Write out the material below exactly, with no line missing.
Segment Open
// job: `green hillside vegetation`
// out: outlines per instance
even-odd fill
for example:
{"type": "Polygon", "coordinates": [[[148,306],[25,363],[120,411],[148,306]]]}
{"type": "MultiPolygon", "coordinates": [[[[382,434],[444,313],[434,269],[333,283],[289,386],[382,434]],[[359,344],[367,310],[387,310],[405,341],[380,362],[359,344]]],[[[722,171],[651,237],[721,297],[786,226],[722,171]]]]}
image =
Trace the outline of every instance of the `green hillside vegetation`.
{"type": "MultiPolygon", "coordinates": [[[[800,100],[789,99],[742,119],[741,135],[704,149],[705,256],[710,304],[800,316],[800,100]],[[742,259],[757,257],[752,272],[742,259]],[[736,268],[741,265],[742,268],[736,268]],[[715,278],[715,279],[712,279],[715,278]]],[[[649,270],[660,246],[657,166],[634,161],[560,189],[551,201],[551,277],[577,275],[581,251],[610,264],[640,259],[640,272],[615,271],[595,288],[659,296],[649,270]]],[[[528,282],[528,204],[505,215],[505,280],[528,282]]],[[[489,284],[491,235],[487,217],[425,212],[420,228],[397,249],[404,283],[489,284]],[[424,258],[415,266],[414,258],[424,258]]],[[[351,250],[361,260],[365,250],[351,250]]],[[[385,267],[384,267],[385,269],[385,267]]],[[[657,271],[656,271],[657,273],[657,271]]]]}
Segment Closed
§ **Written reply**
// job: `green hillside vegetation`
// out: outlines per instance
even-odd fill
for example:
{"type": "Polygon", "coordinates": [[[148,306],[25,363],[120,411],[148,306]]]}
{"type": "MultiPolygon", "coordinates": [[[[382,434],[444,313],[434,269],[333,283],[289,386],[382,434]],[[359,344],[367,310],[387,310],[405,341],[380,362],[359,344]]],[[[722,171],[651,237],[721,297],[786,226],[722,171]]]]}
image =
Trace the outline of every instance of the `green hillside vegetation`.
{"type": "MultiPolygon", "coordinates": [[[[800,100],[789,99],[742,119],[741,135],[704,149],[705,256],[710,304],[800,316],[800,100]],[[742,259],[757,257],[752,272],[742,259]],[[736,268],[741,265],[742,268],[736,268]],[[715,278],[715,279],[712,279],[715,278]]],[[[649,270],[660,246],[657,166],[634,161],[560,189],[551,201],[551,277],[577,275],[581,251],[610,264],[640,259],[640,272],[615,271],[595,288],[659,296],[649,270]]],[[[528,282],[528,204],[505,215],[505,280],[528,282]]],[[[489,284],[491,235],[487,217],[425,212],[420,228],[397,249],[404,283],[489,284]],[[424,258],[415,266],[414,258],[424,258]]],[[[351,250],[361,260],[365,250],[351,250]]],[[[385,267],[384,267],[385,269],[385,267]]],[[[657,271],[656,271],[657,273],[657,271]]]]}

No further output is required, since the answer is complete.